Dataset records on where objects are located:
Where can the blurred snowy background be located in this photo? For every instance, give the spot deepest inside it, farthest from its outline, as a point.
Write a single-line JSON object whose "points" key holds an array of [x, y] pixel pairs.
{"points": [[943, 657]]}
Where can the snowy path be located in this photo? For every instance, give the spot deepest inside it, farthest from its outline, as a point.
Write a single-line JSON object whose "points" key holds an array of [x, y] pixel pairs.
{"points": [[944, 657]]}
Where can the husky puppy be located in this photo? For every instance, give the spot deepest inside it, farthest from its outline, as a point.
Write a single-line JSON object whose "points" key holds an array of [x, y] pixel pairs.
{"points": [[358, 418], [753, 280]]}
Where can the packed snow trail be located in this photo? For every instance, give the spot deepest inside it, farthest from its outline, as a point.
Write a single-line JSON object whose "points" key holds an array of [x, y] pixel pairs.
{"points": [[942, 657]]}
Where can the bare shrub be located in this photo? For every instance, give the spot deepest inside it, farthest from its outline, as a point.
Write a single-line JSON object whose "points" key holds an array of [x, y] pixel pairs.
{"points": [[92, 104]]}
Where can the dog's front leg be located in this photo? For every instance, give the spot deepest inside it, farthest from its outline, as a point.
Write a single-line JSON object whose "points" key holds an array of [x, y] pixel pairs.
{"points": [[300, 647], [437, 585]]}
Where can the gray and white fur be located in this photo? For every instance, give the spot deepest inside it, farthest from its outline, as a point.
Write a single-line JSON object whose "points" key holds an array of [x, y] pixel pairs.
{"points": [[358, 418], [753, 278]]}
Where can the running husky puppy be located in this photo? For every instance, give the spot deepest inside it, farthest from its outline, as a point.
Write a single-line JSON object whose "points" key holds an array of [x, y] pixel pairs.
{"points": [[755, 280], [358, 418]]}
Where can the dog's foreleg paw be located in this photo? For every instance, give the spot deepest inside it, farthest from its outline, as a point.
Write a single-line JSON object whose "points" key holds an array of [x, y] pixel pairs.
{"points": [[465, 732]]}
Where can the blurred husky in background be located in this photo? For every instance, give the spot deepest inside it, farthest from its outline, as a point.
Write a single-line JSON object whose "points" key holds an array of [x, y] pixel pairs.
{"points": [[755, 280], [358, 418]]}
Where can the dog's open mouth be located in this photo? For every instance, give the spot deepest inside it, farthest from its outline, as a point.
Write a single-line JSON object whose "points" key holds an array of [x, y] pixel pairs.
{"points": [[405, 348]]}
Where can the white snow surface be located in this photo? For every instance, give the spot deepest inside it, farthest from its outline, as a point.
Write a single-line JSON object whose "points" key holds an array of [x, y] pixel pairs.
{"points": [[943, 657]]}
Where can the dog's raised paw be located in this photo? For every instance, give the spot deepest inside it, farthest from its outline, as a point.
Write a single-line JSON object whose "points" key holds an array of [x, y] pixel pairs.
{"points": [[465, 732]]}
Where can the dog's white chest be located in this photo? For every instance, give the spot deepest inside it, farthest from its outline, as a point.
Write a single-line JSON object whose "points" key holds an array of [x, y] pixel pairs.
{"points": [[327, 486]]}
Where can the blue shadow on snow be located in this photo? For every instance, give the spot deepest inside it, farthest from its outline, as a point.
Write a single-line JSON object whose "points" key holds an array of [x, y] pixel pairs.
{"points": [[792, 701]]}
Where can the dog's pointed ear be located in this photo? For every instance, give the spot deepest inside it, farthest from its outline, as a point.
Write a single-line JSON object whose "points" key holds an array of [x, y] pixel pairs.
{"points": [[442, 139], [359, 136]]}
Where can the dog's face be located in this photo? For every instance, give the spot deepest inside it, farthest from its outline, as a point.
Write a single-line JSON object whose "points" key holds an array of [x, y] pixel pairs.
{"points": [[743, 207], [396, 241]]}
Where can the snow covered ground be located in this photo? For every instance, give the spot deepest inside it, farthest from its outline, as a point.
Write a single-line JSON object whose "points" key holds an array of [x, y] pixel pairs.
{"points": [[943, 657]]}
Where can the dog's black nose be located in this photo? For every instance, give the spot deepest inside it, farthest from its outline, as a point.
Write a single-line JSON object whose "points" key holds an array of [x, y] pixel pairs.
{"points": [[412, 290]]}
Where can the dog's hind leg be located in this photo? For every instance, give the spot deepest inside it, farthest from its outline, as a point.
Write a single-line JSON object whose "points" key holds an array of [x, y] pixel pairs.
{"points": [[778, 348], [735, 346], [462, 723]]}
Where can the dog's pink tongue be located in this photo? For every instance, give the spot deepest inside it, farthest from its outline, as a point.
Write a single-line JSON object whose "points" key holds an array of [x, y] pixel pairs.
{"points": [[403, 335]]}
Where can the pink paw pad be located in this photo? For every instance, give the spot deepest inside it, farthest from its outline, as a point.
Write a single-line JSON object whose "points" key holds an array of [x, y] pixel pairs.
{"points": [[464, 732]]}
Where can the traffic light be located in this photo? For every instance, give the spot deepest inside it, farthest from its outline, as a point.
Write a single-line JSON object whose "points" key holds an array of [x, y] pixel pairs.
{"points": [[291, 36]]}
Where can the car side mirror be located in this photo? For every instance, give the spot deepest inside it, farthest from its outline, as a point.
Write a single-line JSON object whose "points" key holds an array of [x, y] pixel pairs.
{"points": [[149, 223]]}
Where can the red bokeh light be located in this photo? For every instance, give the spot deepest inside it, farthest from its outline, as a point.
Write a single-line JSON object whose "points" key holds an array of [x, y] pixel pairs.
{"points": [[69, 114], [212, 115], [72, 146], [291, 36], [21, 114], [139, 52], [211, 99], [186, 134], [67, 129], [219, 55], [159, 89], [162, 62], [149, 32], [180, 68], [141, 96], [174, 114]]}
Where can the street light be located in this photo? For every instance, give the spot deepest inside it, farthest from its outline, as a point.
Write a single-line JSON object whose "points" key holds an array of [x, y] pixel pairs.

Goal: Put the lines into a numbered list, omitting blank lines. Start at the line containing "Where can the red" and continue through the end of the records.

Answer for the task:
1. Where can the red bokeh light be located in this photo? For every instance, give the spot deepest inside it, farthest from its outline, as a point.
2. Write a single-line JSON object whose "points" key holds an array of [x, y] pixel pairs.
3. {"points": [[69, 114], [212, 115], [72, 146], [291, 36], [21, 114], [139, 52], [211, 99], [186, 134], [67, 129], [219, 55], [159, 89], [162, 62], [149, 32], [180, 68], [141, 96], [174, 114]]}
4. Where can the street light be located in this photo? For every instance, give the spot deepest inside it, farthest from its outline, as a point.
5. Write a single-line JSON object whose "points" key holds an array of [x, y] pixel pairs.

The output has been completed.